**Page extract**
_ _ _ _
Stevenage RAF reservist arrests insurgent leaders in military exercise

Corporal Kevin Smith

Corporal Kevin Smith - Credit: Archant

A reservist who develops new medicines for a living has joined colleagues from RAF Henlow on an exercise designed to train military police on how to bring order to a country in chaos.

Corporal Kevin Smith from Stevenage was part of a team from RAF Henlow’s tactical police squadron involved in Scarlet Thunder – a two-week military exercise where armed forces were deployed to a fictitious country facing civil disorder and a growing insurgency.

The 31-year-old is a part-time reservist for the squadron, a far cry from his day-to-day job working for GlaxoSmithKline in Stevenage developing new medicines for HIV and cancer treatments.

During the exercise, held at a wooded army training area in Staffordshire, the father-of-two had the opportunity to work alongside members of the British Army, Military Provost Service and US Army National Guard.
_ _ _ _
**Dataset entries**
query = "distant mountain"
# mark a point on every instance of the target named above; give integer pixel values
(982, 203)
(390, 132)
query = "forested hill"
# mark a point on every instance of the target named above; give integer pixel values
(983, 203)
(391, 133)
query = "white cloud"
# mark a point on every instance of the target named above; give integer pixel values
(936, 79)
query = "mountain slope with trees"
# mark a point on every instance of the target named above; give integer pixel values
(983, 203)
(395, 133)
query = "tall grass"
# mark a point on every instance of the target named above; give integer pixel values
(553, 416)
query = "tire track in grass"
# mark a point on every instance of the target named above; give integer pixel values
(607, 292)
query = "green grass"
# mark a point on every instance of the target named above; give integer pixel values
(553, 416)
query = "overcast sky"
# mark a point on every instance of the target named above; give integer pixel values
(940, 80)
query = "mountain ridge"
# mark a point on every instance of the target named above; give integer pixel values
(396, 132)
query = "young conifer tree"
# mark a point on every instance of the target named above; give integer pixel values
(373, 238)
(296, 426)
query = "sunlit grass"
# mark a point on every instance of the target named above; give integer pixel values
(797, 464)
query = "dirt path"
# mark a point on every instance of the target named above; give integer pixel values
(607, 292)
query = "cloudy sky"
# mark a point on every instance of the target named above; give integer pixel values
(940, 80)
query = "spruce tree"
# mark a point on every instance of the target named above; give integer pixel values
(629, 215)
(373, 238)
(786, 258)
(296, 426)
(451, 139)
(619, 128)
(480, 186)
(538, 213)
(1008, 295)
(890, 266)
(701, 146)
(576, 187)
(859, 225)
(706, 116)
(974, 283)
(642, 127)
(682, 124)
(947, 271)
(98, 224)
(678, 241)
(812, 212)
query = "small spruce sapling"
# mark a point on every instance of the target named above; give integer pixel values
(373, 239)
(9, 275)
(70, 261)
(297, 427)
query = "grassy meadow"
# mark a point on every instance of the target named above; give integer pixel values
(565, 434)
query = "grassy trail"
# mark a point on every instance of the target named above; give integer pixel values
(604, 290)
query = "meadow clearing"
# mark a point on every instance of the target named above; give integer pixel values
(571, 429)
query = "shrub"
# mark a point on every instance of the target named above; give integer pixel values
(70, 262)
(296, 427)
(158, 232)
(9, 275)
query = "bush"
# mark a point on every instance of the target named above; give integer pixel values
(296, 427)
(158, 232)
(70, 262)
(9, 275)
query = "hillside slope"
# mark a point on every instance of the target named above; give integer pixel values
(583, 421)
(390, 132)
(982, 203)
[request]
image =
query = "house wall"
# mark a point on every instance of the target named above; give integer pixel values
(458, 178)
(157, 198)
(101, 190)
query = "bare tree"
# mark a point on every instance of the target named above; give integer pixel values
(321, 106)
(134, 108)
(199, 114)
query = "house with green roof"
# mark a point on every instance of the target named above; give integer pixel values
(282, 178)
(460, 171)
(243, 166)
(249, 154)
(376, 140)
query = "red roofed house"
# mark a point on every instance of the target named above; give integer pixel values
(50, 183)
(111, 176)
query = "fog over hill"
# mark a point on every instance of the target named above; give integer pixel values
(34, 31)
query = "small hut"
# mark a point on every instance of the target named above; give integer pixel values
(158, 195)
_ _ _ _
**Problem to work on**
Please carry on the article about the Stevenage RAF reservist from its last sentence, "During the exercise, held at a wooded army training area in Staffordshire, the father-of-two had the opportunity to work alongside members of the British Army, Military Provost Service and US Army National Guard."

**Exercise response**
“I found it interesting working with a range of military personnel,” said Cpl Smith, who has been a reservist for three years.

“The scenarios themselves provided a great insight into how I interact with others in different situations and also how the civilian population may react to a military presence. A policing role requires the ability to adapt and overcome challenging situations, and these were represented well across the exercise.

“We’ve been under attack from insurgents, been challenged by civilians and successfully executed an arrest operation to detain insurgent leaders. There’s a range of different skills sets and backgrounds here which has led to formation of a strong team.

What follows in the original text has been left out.